> _EXERCISE REQUIREMENTS_:
Retype nothing but the lines running from the line that contains "the stone monument" to the last line, both ends included, and skip every image.

> _GIVEN DATA_:
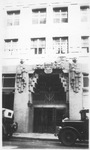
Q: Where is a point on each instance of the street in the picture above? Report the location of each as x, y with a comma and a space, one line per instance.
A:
19, 143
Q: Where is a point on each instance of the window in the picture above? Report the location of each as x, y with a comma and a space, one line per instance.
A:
60, 45
60, 15
85, 81
13, 18
8, 80
85, 10
39, 16
38, 45
11, 45
85, 44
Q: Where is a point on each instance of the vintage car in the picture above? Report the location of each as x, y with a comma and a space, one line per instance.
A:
71, 130
8, 124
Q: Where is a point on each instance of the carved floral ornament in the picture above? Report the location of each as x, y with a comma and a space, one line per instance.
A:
75, 76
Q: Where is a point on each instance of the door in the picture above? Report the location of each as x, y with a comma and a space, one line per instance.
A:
44, 121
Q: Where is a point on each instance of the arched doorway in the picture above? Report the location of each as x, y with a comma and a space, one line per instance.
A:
49, 94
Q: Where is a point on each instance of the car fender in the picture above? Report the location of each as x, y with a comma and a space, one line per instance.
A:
71, 128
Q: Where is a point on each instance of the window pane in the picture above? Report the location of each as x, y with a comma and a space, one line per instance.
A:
85, 80
60, 15
84, 13
9, 82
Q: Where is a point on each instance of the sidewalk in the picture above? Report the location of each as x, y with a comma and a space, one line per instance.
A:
39, 136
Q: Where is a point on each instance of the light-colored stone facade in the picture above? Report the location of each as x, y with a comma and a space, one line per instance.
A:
74, 29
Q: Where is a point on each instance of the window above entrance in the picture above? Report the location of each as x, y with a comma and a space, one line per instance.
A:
38, 45
60, 45
8, 81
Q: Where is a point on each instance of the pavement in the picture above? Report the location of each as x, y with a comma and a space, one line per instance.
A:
38, 136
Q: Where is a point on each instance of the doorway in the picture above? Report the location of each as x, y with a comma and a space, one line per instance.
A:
46, 119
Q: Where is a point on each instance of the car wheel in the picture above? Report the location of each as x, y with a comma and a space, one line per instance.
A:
68, 137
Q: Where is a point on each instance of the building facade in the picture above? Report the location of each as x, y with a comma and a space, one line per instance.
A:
45, 71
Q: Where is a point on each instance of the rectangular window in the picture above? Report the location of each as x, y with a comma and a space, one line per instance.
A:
60, 45
13, 18
85, 44
85, 13
60, 14
38, 45
85, 80
39, 16
11, 45
8, 81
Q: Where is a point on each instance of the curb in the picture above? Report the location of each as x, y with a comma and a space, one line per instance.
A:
34, 138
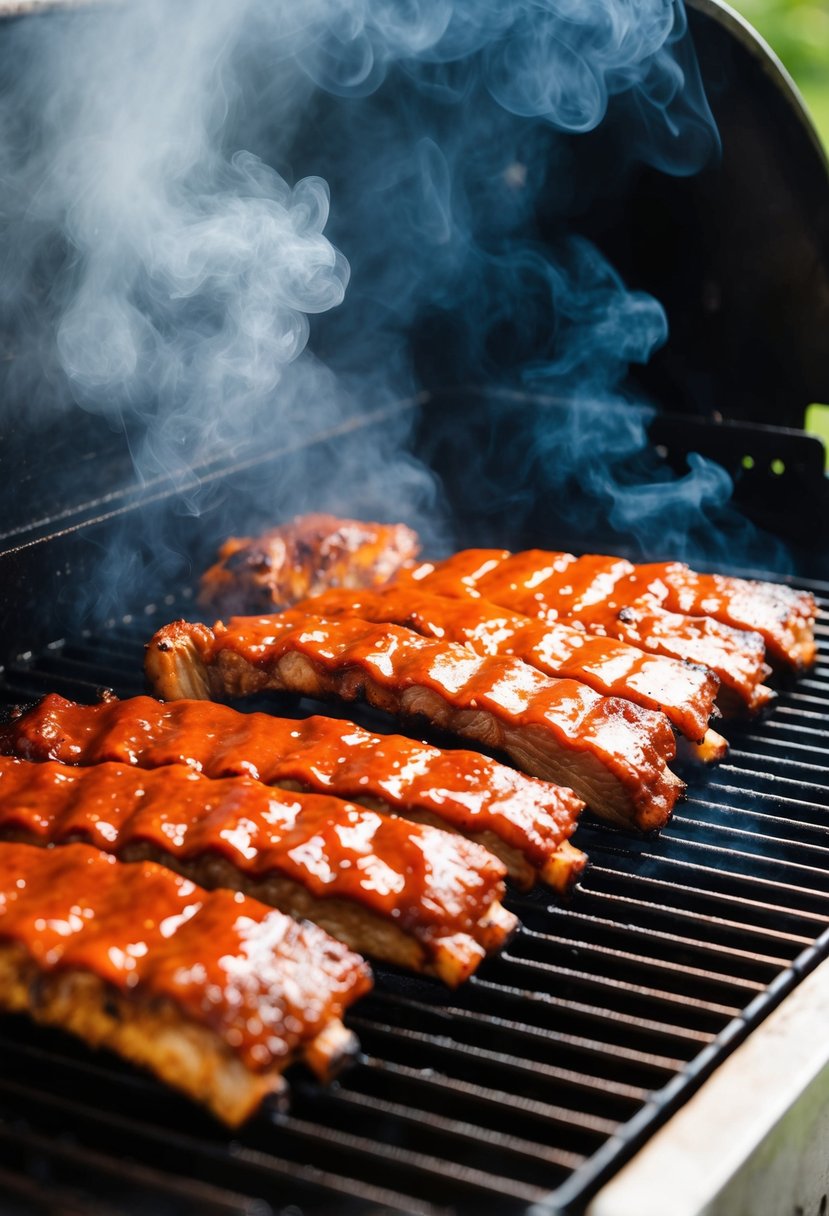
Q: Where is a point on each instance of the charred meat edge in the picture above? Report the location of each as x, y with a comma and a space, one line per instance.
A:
154, 1035
176, 668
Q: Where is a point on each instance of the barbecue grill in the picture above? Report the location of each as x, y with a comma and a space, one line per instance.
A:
530, 1087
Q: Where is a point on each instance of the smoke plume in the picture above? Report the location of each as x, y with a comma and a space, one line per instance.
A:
231, 225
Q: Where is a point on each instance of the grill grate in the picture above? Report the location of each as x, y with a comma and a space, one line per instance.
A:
526, 1086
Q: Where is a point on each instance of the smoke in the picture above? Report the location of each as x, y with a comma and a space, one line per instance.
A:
231, 225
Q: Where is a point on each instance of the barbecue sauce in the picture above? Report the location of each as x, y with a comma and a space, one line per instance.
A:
326, 755
259, 980
430, 883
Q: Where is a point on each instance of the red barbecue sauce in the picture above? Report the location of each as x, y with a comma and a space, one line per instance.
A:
259, 980
635, 742
326, 755
609, 666
599, 594
430, 883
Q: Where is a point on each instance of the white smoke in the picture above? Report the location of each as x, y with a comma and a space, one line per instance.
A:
163, 257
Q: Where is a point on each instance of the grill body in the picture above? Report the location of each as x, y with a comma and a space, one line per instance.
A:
529, 1087
526, 1088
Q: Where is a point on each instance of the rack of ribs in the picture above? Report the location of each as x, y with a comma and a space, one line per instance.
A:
212, 991
612, 753
302, 557
686, 693
525, 822
401, 891
592, 594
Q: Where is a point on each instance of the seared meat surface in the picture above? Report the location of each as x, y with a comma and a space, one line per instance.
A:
299, 558
405, 893
612, 753
213, 991
686, 693
525, 822
593, 594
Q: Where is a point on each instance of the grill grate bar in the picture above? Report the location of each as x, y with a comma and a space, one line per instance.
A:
548, 1114
451, 1130
816, 775
590, 922
614, 989
496, 1063
689, 1037
641, 913
669, 970
372, 1153
789, 893
457, 1015
778, 829
192, 1149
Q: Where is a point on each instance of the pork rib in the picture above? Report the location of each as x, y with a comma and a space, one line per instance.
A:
590, 594
612, 753
214, 992
401, 891
683, 692
526, 823
783, 617
299, 558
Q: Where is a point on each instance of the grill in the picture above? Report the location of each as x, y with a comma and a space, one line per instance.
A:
528, 1088
524, 1090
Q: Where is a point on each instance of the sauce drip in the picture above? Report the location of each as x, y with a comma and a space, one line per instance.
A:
258, 979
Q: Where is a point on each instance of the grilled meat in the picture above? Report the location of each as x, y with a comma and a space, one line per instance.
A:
214, 992
298, 559
609, 750
523, 821
683, 692
590, 592
783, 617
405, 893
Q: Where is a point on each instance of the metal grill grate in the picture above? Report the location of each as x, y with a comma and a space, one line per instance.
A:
526, 1086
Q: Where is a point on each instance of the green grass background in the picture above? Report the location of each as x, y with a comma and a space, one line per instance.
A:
799, 33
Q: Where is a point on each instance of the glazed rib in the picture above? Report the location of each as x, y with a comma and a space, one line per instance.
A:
783, 617
524, 822
590, 592
610, 752
684, 693
299, 558
401, 891
213, 992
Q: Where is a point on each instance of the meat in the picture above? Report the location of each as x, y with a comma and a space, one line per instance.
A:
213, 991
610, 752
401, 891
591, 594
686, 693
298, 559
524, 822
783, 617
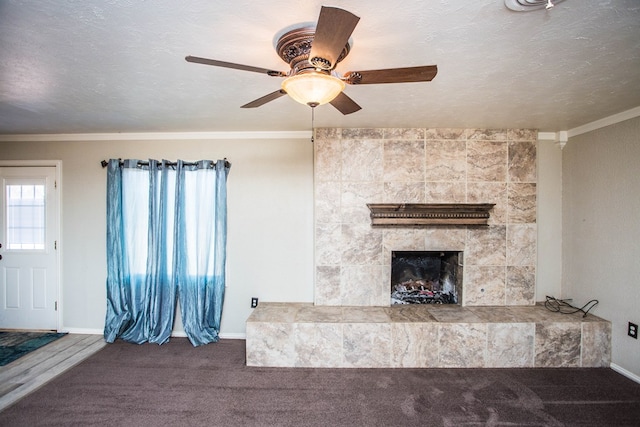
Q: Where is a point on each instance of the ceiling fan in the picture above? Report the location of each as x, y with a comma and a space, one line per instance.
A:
313, 54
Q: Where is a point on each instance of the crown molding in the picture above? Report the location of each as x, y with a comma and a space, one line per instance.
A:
607, 121
156, 136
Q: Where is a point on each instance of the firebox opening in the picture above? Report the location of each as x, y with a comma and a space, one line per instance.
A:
426, 277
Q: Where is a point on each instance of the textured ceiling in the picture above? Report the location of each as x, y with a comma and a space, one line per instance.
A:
71, 66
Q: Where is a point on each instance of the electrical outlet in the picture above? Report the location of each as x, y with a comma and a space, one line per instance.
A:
633, 330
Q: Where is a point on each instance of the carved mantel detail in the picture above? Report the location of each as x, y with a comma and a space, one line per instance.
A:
428, 214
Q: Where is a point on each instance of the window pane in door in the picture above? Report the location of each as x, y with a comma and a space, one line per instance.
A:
25, 216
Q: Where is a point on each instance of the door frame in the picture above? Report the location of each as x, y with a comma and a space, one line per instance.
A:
57, 164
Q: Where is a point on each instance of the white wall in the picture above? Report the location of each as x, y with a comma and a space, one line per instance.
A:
601, 230
270, 221
549, 220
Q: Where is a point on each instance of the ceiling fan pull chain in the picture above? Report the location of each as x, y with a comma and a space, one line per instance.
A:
313, 131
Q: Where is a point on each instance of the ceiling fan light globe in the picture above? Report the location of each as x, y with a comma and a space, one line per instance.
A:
313, 88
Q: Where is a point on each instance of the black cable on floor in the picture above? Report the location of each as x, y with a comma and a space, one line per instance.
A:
562, 306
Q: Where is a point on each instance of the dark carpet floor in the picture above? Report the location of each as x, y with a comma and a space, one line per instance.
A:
178, 385
14, 344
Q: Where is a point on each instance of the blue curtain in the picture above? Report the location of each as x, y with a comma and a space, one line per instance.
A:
166, 241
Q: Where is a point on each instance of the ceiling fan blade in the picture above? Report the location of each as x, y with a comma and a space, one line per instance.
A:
344, 104
263, 100
332, 34
224, 64
423, 73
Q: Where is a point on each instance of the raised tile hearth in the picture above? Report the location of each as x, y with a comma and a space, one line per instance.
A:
419, 336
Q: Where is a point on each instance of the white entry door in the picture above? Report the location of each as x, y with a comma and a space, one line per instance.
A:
28, 235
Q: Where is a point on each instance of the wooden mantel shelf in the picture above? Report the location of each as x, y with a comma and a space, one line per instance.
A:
421, 214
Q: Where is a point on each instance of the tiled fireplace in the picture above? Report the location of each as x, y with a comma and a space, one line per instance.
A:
494, 322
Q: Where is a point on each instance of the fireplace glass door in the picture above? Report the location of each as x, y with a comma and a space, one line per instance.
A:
426, 277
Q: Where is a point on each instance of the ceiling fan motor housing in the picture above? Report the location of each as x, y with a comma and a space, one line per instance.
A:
294, 47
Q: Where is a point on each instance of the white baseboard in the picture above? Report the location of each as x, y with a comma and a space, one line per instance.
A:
82, 331
626, 373
229, 336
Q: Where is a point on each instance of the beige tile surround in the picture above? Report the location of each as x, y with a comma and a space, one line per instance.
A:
421, 336
498, 323
354, 167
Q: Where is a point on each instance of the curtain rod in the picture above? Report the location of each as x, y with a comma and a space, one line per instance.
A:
104, 163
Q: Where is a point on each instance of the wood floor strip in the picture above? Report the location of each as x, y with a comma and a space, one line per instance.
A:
24, 376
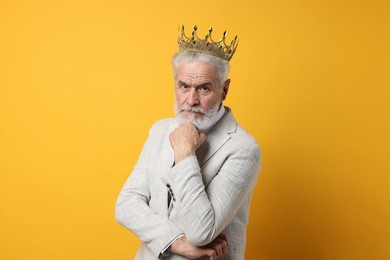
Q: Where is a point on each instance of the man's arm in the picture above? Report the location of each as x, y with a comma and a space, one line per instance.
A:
206, 211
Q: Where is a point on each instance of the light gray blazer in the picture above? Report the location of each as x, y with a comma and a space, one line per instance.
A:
211, 191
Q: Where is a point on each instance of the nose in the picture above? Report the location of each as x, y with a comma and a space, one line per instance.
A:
193, 97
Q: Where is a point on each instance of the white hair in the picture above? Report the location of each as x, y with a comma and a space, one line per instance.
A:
221, 65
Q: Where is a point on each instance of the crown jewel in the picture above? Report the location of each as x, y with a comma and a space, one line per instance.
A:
206, 45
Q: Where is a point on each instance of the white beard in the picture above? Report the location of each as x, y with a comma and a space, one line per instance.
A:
201, 123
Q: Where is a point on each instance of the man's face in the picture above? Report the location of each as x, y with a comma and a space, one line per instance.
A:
198, 92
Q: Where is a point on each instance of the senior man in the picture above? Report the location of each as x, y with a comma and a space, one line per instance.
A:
189, 193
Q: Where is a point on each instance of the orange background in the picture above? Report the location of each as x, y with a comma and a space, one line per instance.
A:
82, 81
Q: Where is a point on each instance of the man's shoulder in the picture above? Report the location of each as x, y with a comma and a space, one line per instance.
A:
239, 133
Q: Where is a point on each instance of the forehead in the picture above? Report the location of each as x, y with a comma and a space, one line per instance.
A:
196, 71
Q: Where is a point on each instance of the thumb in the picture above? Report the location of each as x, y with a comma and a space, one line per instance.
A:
202, 138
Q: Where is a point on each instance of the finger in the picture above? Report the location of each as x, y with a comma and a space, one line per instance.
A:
224, 237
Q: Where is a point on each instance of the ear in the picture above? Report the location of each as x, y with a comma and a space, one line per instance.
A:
225, 89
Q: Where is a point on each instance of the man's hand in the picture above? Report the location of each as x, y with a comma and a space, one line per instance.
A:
185, 140
218, 247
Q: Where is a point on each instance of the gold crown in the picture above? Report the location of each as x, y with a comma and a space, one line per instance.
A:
206, 45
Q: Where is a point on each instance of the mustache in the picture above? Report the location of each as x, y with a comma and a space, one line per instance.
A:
187, 108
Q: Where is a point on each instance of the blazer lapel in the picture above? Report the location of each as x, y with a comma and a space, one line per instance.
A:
217, 137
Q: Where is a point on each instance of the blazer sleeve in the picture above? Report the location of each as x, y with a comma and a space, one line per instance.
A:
206, 211
132, 209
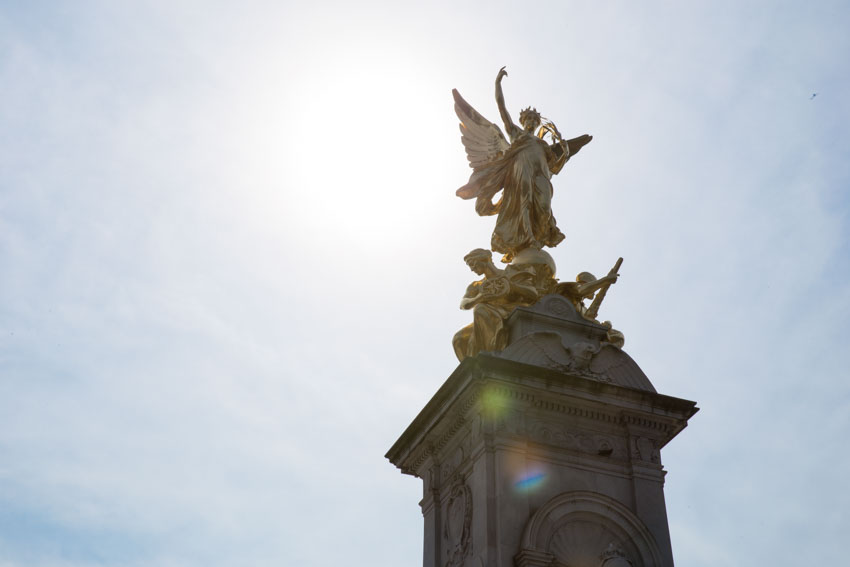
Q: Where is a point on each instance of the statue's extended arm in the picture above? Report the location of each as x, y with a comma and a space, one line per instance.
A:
511, 128
591, 287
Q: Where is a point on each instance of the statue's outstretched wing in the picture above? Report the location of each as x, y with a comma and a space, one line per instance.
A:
485, 146
483, 140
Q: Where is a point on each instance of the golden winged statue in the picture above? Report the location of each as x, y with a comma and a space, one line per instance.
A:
522, 169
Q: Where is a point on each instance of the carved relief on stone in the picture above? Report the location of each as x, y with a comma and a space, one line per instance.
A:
458, 522
451, 465
614, 556
551, 434
586, 528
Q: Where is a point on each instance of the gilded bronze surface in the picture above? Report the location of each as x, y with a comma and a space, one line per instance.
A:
521, 170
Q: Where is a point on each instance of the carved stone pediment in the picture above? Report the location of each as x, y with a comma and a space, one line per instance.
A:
594, 360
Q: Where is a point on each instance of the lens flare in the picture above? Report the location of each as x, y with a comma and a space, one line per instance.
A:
530, 481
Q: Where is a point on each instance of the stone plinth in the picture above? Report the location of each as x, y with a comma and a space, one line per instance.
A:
546, 454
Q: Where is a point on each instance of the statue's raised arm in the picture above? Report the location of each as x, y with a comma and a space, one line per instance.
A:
522, 169
512, 129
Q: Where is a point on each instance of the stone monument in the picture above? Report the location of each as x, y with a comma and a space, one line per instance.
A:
542, 449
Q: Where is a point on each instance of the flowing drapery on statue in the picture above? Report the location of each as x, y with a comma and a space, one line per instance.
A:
521, 168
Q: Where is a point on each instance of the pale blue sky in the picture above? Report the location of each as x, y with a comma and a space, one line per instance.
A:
231, 258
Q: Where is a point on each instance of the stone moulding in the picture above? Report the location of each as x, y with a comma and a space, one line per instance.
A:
450, 410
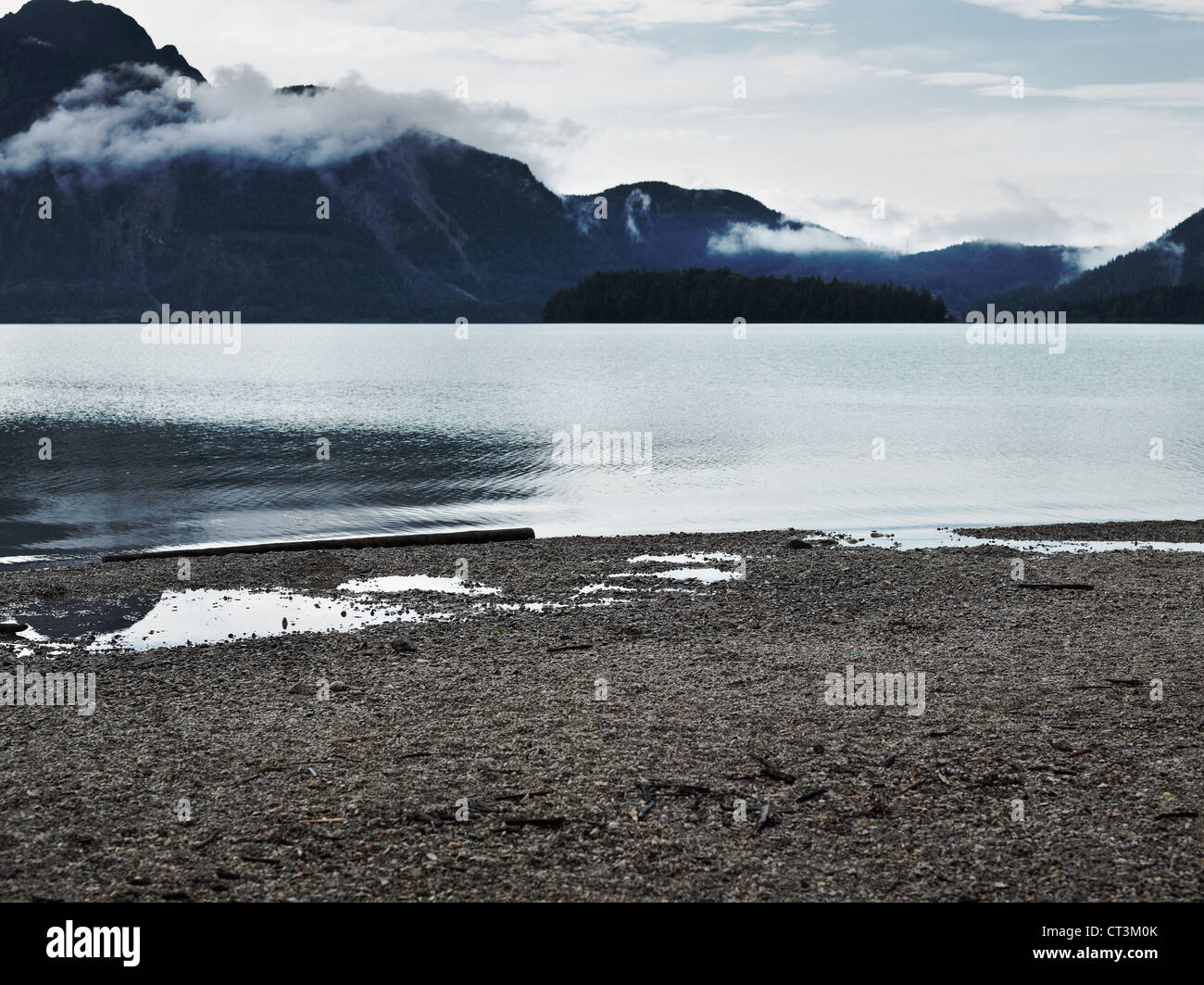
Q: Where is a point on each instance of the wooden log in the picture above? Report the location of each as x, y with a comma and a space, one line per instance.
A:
473, 536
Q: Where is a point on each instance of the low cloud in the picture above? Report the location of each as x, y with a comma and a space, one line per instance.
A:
755, 237
133, 117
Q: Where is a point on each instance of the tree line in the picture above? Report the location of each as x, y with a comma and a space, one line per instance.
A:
719, 296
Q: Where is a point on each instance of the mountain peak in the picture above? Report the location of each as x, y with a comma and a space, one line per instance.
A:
48, 46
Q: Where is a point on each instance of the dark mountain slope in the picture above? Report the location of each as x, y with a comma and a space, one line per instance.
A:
424, 229
48, 46
1160, 282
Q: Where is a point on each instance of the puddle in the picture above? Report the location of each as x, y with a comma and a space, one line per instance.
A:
601, 587
393, 584
199, 615
213, 615
709, 575
683, 559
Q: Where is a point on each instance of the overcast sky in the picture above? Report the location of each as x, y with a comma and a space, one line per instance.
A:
847, 100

> _CORRECT ANSWER_:
Q: Where is a point on each instance of the stone monument in the picture above? Report the location of each as x, y with a comma and a space, one line per instance.
A:
542, 449
Q: Where is a point on each instance of the flowing drapery on statue in the picture above? Report the location of each as x, y with a comma and a space, one line per instance.
A:
521, 168
Q: Where is a point on each instance of the pale blue sky in the picture above? Report the location of each as x, y with a comma and a space, one line per instance.
A:
231, 258
Q: Where is a point on each instance of the stone moulding in the picture above? Report the location of each as x, y with a comma and a space, one line per instance.
A:
450, 410
Q: Where is a point on each instance of the wooden log in the picture above? Report the location of each as x, y with a comma and a space, one line per instance.
A:
473, 536
Q: Where is a point on each instance of the low cloud in the picture above? Report the location of each as x, y with a comma and a space, one line per instance.
A:
755, 237
133, 117
Q: Where is a point on each instance of the tree line in the picture above? Report the location of each as x, y with a comma and a space, one line per instance.
A:
719, 296
Q: Where is a point on each instance of the mountain peak in the picture above? Report the location of each as x, y with a comma and a space, one line per instance.
A:
48, 46
Q: Where is a point on each instance of the dark mountain slope in the picture above? Report the location of each as x, y with a comma and a space, one line per instance.
A:
424, 229
48, 46
1160, 282
Q: Where is a point on each instance of the puddle in the picture above? Report the location of each as x, y with a comma and a space, one line per instance.
A:
601, 587
393, 584
199, 615
213, 615
709, 575
683, 559
Q: Where is a point on each instance of the overcast sky in the picture above? Report the location of each as x, y with a comma and a space, one line per instance.
A:
847, 100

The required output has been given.